Exercise text START

If you’re pregnant and want to listen to your baby’s heartbeat with doppler ultrasound, then follow these tips on how to listen and share the small, miraculous heartbeat.

Doppler Utrasound

Listen to your Unborn Baby with Doppler Ultrasound

As cold and detached as some people may claim technology to be, sometimes even metal and plastic can bring you closer to someone you never could have known before. We’re talking about doppler ultrasound, which lets pregnant mothers start bonding with their baby as early as eight weeks into pregnancy. By listening to the baby’s heartbeat, you can experience your baby’s development and have peace of mind even before you can hold him.

Since the late 1950s, doctors and hospitals have used visual ultrasound to detect and measure unborn babies for health risks and to monitor growth. More recently, ultrasound technology has become available to everyone, in the form of a fetal doppler ultrasound. You can check up on your baby from the comfort of your own home, listening to your baby’s heartbeat, and letting others listen as well. Many people enjoy using a fetal doppler ultrasound for reassurance of the baby’s safety, and to appreciate the new, unborn life.

If you’re wondering how a fetal doppler works, then you might think it has something to do with the Doppler Effect – which it does. The ultrasound sends out high-frequency sound pulses through your stomach using a probe, and the pulses have different frequencies, depending on how far they travel. Motion causes a change in the frequency of the pulses, and the ultrasound detects this change, known as the Doppler Effect. The ultrasound sends and receives millions of pulses and echoes each second, and interprets the different intensities. The Doppler Effect allows you to hear this frequency change, which comes from your baby’s heartbeat.

Exercise text END
Entries supplied START

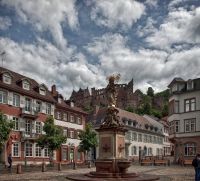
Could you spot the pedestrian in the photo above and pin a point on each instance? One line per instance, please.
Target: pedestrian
(196, 165)
(10, 161)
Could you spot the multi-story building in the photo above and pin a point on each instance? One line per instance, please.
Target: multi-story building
(142, 139)
(28, 104)
(72, 119)
(184, 117)
(162, 124)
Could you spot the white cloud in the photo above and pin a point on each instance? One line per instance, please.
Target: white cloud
(47, 15)
(180, 26)
(147, 67)
(149, 28)
(5, 23)
(152, 3)
(118, 13)
(47, 64)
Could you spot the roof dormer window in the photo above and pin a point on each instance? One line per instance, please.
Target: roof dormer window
(6, 78)
(26, 85)
(42, 91)
(190, 84)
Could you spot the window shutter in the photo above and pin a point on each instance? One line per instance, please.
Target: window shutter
(52, 109)
(22, 101)
(22, 124)
(43, 107)
(10, 98)
(43, 132)
(33, 126)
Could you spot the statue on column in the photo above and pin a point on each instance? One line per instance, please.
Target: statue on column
(111, 118)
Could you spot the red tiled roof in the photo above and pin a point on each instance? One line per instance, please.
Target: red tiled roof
(15, 87)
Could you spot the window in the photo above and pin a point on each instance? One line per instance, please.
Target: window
(64, 153)
(78, 155)
(176, 107)
(58, 115)
(7, 78)
(189, 85)
(15, 150)
(190, 125)
(29, 149)
(38, 127)
(46, 152)
(145, 138)
(134, 136)
(38, 106)
(190, 104)
(38, 151)
(26, 85)
(149, 151)
(3, 97)
(140, 137)
(48, 109)
(16, 123)
(27, 104)
(171, 127)
(134, 150)
(65, 117)
(177, 126)
(42, 91)
(16, 100)
(65, 132)
(190, 149)
(78, 120)
(72, 118)
(71, 134)
(28, 127)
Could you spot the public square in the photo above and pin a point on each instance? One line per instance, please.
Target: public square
(166, 173)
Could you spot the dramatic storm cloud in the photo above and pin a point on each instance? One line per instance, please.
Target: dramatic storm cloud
(77, 44)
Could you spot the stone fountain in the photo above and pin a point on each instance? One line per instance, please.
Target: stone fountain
(111, 163)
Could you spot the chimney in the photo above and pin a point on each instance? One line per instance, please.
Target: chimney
(53, 90)
(97, 109)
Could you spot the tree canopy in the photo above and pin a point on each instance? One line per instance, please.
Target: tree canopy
(5, 128)
(88, 139)
(150, 92)
(54, 138)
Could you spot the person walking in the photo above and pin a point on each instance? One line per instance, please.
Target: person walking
(196, 165)
(10, 161)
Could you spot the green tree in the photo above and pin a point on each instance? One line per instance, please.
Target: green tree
(129, 109)
(156, 113)
(5, 128)
(53, 139)
(88, 140)
(150, 92)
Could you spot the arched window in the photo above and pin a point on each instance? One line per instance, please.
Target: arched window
(190, 149)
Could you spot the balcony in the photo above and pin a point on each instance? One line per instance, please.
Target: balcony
(29, 113)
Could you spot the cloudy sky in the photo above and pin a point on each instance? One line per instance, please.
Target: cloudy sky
(78, 43)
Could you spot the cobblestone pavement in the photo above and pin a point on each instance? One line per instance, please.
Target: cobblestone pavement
(172, 173)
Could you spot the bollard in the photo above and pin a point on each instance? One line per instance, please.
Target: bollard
(59, 166)
(89, 164)
(43, 167)
(74, 165)
(19, 169)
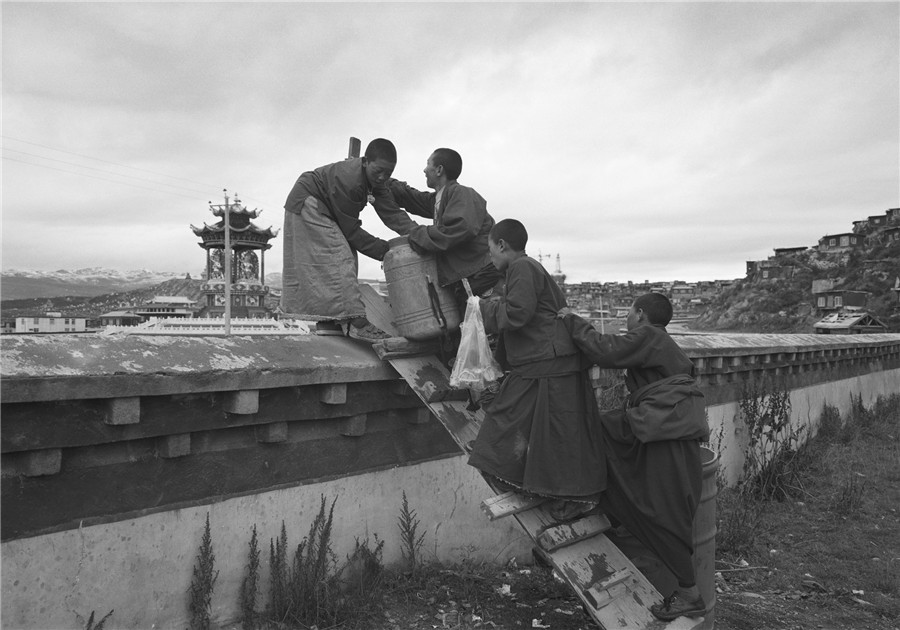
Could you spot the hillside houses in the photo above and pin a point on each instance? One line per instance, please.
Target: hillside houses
(688, 298)
(880, 229)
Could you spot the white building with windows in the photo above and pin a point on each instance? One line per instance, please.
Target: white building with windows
(50, 323)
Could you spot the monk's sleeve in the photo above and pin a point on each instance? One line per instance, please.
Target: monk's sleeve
(607, 351)
(517, 307)
(346, 213)
(461, 221)
(390, 212)
(412, 200)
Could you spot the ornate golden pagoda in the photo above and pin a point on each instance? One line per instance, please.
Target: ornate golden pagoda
(248, 243)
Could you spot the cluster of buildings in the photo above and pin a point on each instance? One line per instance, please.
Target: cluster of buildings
(841, 307)
(245, 291)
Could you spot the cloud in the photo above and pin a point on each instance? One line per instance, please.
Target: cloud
(636, 140)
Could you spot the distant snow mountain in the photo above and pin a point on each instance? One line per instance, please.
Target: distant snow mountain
(18, 284)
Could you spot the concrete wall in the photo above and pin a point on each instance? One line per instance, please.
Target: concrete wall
(142, 567)
(116, 448)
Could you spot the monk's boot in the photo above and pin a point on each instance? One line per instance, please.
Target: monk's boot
(684, 602)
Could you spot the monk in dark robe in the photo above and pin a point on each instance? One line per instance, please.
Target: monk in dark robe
(541, 431)
(653, 444)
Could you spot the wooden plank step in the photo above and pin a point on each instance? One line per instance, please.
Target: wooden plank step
(397, 347)
(510, 503)
(625, 603)
(559, 536)
(608, 589)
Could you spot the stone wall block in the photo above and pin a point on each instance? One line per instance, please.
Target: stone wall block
(175, 445)
(401, 388)
(333, 393)
(122, 410)
(354, 425)
(271, 433)
(243, 402)
(44, 462)
(421, 416)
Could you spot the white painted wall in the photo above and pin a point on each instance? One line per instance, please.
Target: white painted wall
(807, 404)
(142, 568)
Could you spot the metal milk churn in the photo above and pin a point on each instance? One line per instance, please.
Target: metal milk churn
(422, 308)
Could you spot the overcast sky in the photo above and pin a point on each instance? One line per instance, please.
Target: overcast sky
(654, 141)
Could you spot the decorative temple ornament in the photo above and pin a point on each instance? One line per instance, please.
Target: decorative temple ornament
(246, 287)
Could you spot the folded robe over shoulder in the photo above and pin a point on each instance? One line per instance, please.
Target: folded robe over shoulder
(669, 409)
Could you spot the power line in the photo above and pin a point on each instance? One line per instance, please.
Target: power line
(89, 157)
(107, 161)
(41, 157)
(53, 168)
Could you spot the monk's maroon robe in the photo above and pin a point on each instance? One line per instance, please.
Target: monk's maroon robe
(653, 444)
(541, 432)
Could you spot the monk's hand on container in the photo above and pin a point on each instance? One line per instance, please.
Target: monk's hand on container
(421, 251)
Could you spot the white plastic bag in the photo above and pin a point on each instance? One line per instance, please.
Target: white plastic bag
(475, 367)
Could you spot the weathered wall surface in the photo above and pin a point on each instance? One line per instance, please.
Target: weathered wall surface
(115, 449)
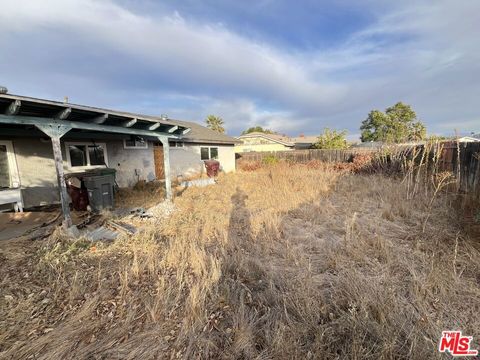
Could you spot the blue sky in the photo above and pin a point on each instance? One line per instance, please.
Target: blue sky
(292, 66)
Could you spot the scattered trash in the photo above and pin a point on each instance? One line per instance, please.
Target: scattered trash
(198, 182)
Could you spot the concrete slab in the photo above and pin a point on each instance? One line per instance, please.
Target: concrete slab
(13, 225)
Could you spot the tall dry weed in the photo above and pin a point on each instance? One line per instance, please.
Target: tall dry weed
(288, 261)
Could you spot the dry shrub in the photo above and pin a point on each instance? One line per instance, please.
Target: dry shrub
(289, 261)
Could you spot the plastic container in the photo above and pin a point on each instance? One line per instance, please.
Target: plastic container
(212, 167)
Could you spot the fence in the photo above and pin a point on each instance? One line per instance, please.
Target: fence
(303, 156)
(464, 162)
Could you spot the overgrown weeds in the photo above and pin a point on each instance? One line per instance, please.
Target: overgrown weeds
(288, 261)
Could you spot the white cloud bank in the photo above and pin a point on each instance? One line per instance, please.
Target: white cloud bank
(423, 53)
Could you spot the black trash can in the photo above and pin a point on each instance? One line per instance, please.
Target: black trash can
(100, 190)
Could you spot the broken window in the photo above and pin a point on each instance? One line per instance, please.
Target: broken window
(4, 170)
(86, 154)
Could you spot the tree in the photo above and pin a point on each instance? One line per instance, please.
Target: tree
(215, 123)
(331, 139)
(257, 129)
(397, 124)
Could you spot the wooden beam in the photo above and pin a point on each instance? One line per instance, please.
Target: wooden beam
(154, 126)
(166, 166)
(63, 114)
(30, 120)
(172, 129)
(13, 108)
(100, 119)
(130, 123)
(55, 132)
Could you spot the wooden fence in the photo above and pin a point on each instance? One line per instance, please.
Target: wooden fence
(463, 162)
(303, 156)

Entries supplied END

Tasks and exercises:
1. In the paragraph of the doppler ultrasound text that explains how a fetal doppler works, list every action the text says the ultrasound itself performs.
2. Continue the text on listening to an unborn baby with doppler ultrasound, starting after its final sentence.
The records have nothing to do with the text about doppler ultrasound.

Answers to this exercise:
1.
- Sends out high-frequency sound pulses through your stomach using a probe
- Detects the change in the frequency of the pulses
- Sends and receives millions of pulses and echoes each second
- Interprets the different intensities

2.
If you want to get a doppler ultrasound for your baby, you have the choice of either buying or renting the device. With some companies, your rental payments will apply toward buying the ultrasound, if you consider it a good investment. Depending on the quality of the ultrasound, you may pay between $20 and $50 per month in rent. Usually, you pay one month’s rent at a time, so you’re not stuck with the device if you find you don’t want it for that long. Buying an ultrasound might cost around $400-$500 or more.

In addition to listening to your baby’s heartbeat, on some doppler ultrasounds, you can also record, save, and e-mail the heartbeat to your friends and family — now that’s something most people won’t expect to find in their inbox. If you’re musically inclined and record music on a computer, you might even figure out a way to use the sound as a syncopated drumbeat behind your melody. Just think – your child could be on the billboard before she’s even born.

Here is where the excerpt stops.